---------- Data excerpts ----------

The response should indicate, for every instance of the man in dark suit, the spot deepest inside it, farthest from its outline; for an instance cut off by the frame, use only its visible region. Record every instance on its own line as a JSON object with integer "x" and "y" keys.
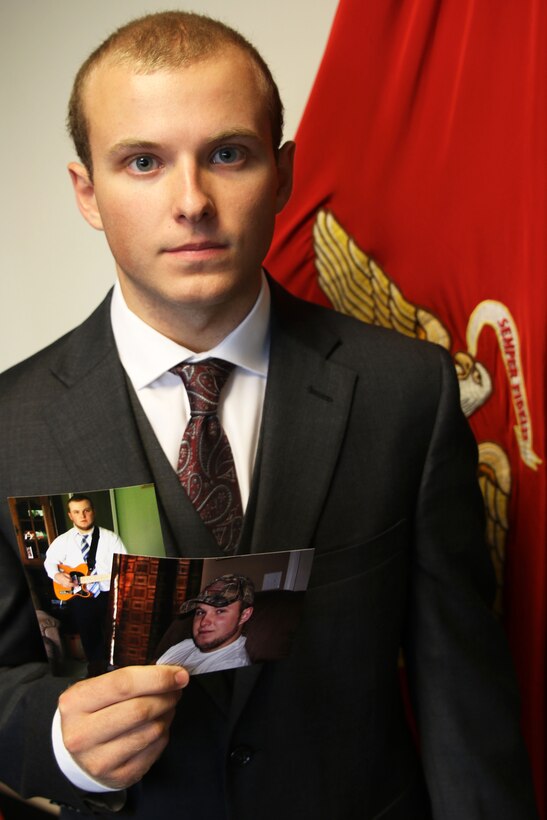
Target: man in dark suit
{"x": 346, "y": 438}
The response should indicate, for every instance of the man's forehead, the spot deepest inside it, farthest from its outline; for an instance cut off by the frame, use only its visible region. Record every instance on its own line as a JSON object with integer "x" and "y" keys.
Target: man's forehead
{"x": 231, "y": 59}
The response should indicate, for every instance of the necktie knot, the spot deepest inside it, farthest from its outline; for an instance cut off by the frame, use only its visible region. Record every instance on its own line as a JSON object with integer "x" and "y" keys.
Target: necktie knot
{"x": 206, "y": 467}
{"x": 203, "y": 382}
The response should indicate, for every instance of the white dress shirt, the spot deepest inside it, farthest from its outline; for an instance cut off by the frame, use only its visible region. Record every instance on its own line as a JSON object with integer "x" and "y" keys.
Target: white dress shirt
{"x": 67, "y": 549}
{"x": 147, "y": 357}
{"x": 187, "y": 654}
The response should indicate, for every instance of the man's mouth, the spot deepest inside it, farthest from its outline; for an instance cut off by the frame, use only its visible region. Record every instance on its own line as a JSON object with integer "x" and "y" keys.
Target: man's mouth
{"x": 198, "y": 247}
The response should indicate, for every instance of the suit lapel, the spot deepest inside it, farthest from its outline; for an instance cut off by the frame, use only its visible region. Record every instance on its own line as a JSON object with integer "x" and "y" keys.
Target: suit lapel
{"x": 306, "y": 409}
{"x": 90, "y": 418}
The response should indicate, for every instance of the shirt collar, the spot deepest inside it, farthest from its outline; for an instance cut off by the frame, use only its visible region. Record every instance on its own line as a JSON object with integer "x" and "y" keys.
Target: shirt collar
{"x": 146, "y": 354}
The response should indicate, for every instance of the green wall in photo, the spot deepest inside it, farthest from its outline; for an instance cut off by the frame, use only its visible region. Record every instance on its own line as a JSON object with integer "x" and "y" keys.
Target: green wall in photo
{"x": 138, "y": 523}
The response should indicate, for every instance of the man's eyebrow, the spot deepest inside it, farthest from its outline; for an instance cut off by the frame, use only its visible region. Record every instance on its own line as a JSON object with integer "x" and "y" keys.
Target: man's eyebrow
{"x": 125, "y": 146}
{"x": 235, "y": 133}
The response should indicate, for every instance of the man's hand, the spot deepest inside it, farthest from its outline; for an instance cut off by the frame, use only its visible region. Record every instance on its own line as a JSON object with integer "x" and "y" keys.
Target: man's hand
{"x": 115, "y": 726}
{"x": 64, "y": 580}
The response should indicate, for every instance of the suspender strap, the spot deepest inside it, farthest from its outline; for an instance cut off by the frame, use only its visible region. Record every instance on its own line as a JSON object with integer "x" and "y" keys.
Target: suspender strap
{"x": 91, "y": 558}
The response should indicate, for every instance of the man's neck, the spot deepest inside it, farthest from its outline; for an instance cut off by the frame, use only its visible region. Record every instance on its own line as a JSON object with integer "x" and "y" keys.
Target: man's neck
{"x": 197, "y": 327}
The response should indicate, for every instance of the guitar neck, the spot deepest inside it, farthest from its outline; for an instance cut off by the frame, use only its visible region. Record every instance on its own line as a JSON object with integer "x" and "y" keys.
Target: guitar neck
{"x": 93, "y": 579}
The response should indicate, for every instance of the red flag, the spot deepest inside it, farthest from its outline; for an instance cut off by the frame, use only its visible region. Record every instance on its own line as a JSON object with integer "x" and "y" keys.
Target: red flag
{"x": 420, "y": 204}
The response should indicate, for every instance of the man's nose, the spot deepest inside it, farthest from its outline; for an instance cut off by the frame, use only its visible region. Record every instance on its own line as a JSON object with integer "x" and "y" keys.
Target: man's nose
{"x": 206, "y": 619}
{"x": 192, "y": 197}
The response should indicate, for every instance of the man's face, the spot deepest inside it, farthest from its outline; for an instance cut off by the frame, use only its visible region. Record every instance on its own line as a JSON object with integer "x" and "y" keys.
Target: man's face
{"x": 186, "y": 183}
{"x": 216, "y": 627}
{"x": 81, "y": 514}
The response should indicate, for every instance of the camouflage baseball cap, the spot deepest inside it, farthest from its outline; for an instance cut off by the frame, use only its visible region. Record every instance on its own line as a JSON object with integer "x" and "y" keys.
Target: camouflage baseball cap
{"x": 223, "y": 591}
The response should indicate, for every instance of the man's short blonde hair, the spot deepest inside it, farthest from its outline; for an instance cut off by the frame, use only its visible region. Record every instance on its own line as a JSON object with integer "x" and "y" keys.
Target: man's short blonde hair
{"x": 166, "y": 40}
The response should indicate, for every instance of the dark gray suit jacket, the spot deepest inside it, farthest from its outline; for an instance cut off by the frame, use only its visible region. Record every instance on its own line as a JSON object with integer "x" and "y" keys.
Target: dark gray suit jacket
{"x": 363, "y": 455}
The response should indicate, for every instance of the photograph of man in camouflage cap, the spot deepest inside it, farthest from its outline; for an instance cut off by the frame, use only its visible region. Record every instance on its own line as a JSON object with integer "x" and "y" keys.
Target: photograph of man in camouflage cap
{"x": 221, "y": 611}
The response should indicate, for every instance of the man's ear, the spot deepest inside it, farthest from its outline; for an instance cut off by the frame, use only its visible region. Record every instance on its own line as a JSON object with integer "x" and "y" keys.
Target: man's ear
{"x": 245, "y": 615}
{"x": 285, "y": 163}
{"x": 85, "y": 194}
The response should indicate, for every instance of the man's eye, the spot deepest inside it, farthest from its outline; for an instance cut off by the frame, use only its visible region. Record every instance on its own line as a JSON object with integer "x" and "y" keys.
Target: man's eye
{"x": 144, "y": 164}
{"x": 227, "y": 155}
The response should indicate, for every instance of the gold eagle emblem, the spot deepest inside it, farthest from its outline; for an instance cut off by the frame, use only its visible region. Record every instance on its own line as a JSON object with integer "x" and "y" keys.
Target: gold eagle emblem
{"x": 356, "y": 285}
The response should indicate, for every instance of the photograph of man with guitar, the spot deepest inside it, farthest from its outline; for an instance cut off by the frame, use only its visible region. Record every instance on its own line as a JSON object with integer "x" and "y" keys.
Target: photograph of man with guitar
{"x": 79, "y": 562}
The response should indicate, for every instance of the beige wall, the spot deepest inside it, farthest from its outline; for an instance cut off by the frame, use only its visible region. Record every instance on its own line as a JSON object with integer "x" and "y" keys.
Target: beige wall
{"x": 54, "y": 267}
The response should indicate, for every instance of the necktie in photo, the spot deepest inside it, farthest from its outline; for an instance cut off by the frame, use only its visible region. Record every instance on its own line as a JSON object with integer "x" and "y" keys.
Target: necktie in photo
{"x": 94, "y": 589}
{"x": 206, "y": 467}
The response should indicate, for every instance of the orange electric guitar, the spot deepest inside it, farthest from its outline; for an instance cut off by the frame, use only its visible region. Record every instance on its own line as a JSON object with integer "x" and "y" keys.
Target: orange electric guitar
{"x": 80, "y": 577}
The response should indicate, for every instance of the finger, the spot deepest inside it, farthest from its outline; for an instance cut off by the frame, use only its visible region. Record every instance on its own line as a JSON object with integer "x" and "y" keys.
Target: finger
{"x": 93, "y": 694}
{"x": 82, "y": 732}
{"x": 120, "y": 773}
{"x": 123, "y": 760}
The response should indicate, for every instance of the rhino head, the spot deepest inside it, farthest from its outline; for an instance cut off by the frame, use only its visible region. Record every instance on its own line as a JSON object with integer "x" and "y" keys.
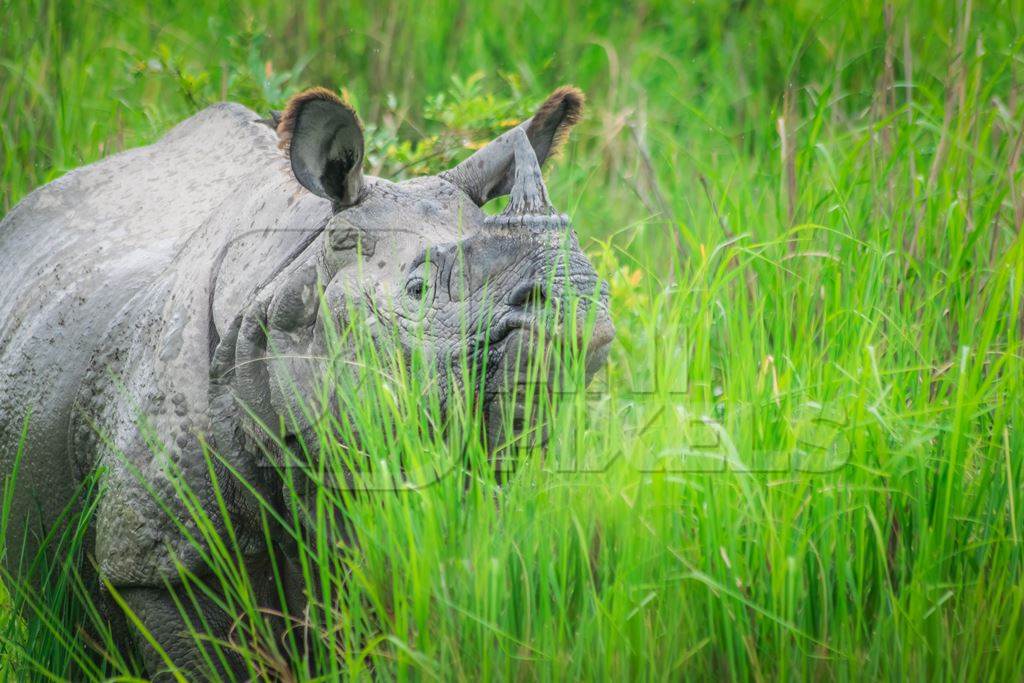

----------

◆ What to work on:
Show each line of the records that contains the word "nose". Case counts.

◆ Expected answer:
The response should indicate, for every instance of the man's nose, the spot deepest inside it, farthest from its outline; for an instance cut off by the frame, use only its visible region. Record every instance on its own line as a JSON object with integer "x" and "y" keys.
Target: man's nose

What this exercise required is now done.